"""

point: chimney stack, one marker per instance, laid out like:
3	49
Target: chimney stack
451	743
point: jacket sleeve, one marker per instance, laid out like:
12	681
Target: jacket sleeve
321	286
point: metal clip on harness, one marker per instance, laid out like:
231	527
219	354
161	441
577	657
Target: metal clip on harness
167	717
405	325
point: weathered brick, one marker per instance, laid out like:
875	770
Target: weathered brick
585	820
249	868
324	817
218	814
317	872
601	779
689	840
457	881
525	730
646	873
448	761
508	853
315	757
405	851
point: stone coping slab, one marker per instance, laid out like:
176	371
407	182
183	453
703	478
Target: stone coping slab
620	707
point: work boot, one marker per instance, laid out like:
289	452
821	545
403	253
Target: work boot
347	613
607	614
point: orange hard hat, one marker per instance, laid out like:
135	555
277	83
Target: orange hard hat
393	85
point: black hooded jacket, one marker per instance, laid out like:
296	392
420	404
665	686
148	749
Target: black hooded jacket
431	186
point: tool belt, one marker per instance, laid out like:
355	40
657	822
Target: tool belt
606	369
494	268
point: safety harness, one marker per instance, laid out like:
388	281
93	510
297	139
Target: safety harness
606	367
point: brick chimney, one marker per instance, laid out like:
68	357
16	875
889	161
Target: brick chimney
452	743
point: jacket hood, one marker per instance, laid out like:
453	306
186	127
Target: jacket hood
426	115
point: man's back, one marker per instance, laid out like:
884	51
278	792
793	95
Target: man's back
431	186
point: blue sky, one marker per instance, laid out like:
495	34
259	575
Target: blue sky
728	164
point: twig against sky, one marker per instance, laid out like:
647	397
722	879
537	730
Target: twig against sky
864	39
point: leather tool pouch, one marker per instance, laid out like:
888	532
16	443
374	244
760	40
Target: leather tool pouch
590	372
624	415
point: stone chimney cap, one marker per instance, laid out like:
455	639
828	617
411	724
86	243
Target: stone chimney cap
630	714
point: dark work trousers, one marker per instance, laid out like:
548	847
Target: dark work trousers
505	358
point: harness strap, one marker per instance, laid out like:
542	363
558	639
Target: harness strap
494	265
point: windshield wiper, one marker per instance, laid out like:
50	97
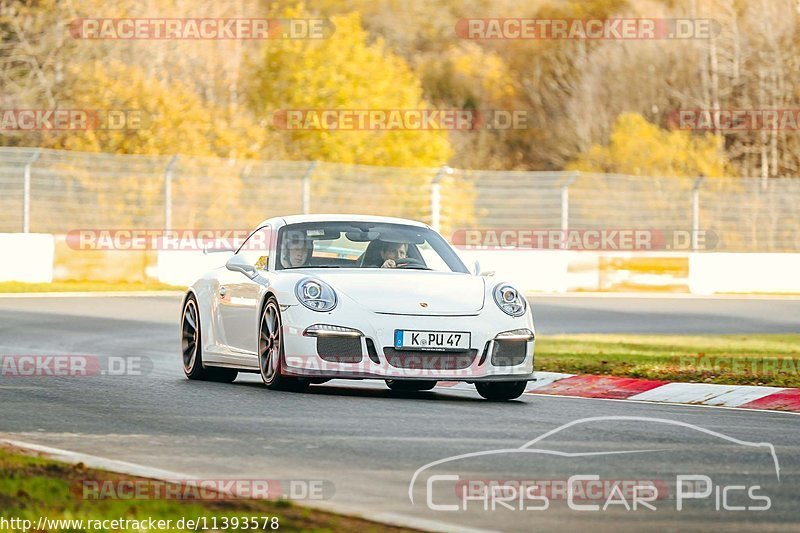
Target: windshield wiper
313	266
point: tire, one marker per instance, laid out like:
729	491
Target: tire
192	348
499	391
270	351
410	385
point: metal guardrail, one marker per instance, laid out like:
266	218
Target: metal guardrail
52	191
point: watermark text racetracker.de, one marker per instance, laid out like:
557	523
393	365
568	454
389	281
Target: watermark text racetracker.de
400	119
22	120
184	239
623	239
199	28
211	489
72	366
586	29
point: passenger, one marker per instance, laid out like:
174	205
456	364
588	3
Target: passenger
391	252
296	250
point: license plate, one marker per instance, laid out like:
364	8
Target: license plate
431	340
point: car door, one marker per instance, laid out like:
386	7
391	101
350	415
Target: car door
239	295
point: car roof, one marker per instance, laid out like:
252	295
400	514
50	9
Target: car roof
296	219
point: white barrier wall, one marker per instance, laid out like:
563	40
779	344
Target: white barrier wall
711	273
537	270
26	257
30	258
184	267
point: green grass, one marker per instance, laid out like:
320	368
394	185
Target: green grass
33	486
728	359
84	286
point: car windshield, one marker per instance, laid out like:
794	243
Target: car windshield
364	245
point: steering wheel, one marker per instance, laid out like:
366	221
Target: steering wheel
408	262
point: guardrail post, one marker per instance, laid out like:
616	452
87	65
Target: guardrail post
565	207
168	193
696	213
436	197
307	187
26	192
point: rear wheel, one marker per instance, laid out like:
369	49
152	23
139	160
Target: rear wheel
191	348
270	351
501	390
410	385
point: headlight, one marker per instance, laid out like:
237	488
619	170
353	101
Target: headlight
510	300
315	294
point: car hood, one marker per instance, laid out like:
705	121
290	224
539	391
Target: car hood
405	292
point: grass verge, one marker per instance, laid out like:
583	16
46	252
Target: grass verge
726	359
32	486
85	286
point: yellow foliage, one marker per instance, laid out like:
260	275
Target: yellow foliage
344	71
169	118
639	148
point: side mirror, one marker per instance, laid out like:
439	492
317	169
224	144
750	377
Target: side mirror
479	272
237	263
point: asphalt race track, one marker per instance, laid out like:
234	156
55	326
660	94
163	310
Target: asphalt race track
368	441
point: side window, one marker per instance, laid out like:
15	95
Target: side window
256	248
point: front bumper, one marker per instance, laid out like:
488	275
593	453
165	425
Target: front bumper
379	360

"""

*ABOUT THIS TASK*.
Transcribe each line above exactly, pictures excluded.

*OUTPUT*.
point: chimney stack, one marker per instance, laid out like:
3	49
Target: chimney stack
451	743
point: jacket sleeve, one marker per instance, laid out like:
12	681
Target: jacket sleeve
321	286
point: metal clip on harness, one marker per instance, laid out like:
231	527
219	354
161	441
577	657
Target: metal clip on harness
167	717
405	325
point: weathered brick, one marker per instance, laid out like:
875	770
Target: weathered brick
585	820
249	868
324	817
218	814
317	872
601	779
689	840
457	881
525	730
646	873
448	761
508	853
315	757
405	851
point: stone coping slab, one marker per instance, laid out like:
176	371
407	182
183	453
703	478
Target: stone coping slab
620	707
point: work boot, one marker per instance, laid out like:
289	452
821	545
403	253
Target: work boot
347	613
607	614
point: orange hard hat, one marker per instance, laid out like:
135	555
277	83
Target: orange hard hat
393	85
point: black hooded jacket, one marker per instance, laid out like:
296	392
420	404
665	686
148	749
Target: black hooded jacket
431	186
point: tool belt, one marker per instance, laid out like:
355	40
657	822
Target: tool belt
606	369
494	268
point: safety harness, one marker per instance, laid out like:
388	281
93	510
297	139
Target: safety harness
606	367
point: brick chimney, one marker per instance, laid out like:
68	357
16	875
889	161
Target: brick chimney
452	743
point: jacket hood, one marker per instance, laid out like:
453	306
186	127
Target: jacket hood
426	115
point: man's back, one marker per instance, laid out like:
884	51
278	792
793	95
Target: man's back
431	186
point: blue sky, one marker per instance, laid out like:
495	34
259	575
Target: blue sky
728	164
point: twig against sky, one marker per instance, laid out like:
647	397
722	879
537	730
Target: twig against sky
864	39
point: leather tool pouch, one marker per instance, laid out like:
888	532
16	443
374	244
760	40
Target: leather tool pouch
590	372
624	415
point: stone chimney cap, one marker per instance, laid out like:
455	639
828	617
411	724
86	243
Target: stone chimney cap
630	714
point: dark work trousers, one marker per instance, laid out like:
548	847
Target: dark work trousers
505	358
point: harness strap, one marker per instance, laid out like:
542	363
558	639
Target: harness strap
494	265
point: windshield wiper, one marker per instance, laid out like:
50	97
Target: windshield wiper
313	266
point: tire, one marker per instance, laid out like:
729	491
Target: tire
192	348
499	391
270	351
410	385
point: metal guardrail, one marker per instance, laid out like:
266	218
Target: metal guardrail
52	191
point: watermark text racetracker.de, one marker per instance, laid out like:
557	523
393	365
568	454
389	281
Target: watermark text racetracker.de
400	119
22	120
184	239
623	239
199	28
211	489
72	366
586	29
point: passenger, one marker per instance, laid out like:
174	205
456	364
588	3
Target: passenger
391	252
296	250
point: license plate, one marker per instance, laid out like:
364	8
Target: license plate
431	340
point: car door, one marker per instance, laid out like:
386	7
391	101
350	415
Target: car door
239	295
point: car roof, one marker per instance, laid out like:
252	295
400	514
50	9
Target: car roof
296	219
point: white barrier wall, one marker per instance, laid out like:
563	40
779	344
Target: white barrier wall
711	273
537	270
26	257
30	258
184	267
point: green grass, one marker per instance, laid out like:
320	368
394	185
Target: green grass
33	486
728	359
84	286
point: car windshield, one marker per instance, laid out like:
794	243
Target: car windshield
364	245
point: steering wheel, one marker per instance, laid out like:
366	221
Target: steering wheel
408	262
point: guardrail post, one marker per instance, laid out like:
616	452
87	65
Target: guardrail post
565	207
168	193
696	213
436	197
307	187
26	192
point: rear wheel, one marker per instance, laid out like:
369	49
152	23
139	160
Target: rear wheel
191	348
270	351
501	390
410	385
point: headlight, one marker per instance, laid out like:
237	488
619	170
353	101
Target: headlight
510	300
315	294
point: car hood, one marker per instance, laid out like:
705	121
290	224
539	391
Target: car hood
405	292
point: grass verge, one marker per instance, laid out like:
583	16
46	252
Target: grass verge
726	359
32	486
85	286
point: yellow foliage, one marker per instance, laid out like:
260	275
Target: yellow foliage
344	71
169	118
639	148
point: side mirror, one marker per instance, laid out like:
439	492
317	169
224	144
750	377
Target: side mirror
479	272
237	263
point: asphalt race track, one marker per instance, laid out like:
234	156
55	326
660	94
163	310
Target: asphalt race track
368	441
point: side window, one marker per instance, laid out like:
15	95
Target: side window
256	248
point: front bumper, one marker per instance, laid out like:
488	275
593	453
165	425
Target: front bumper
379	360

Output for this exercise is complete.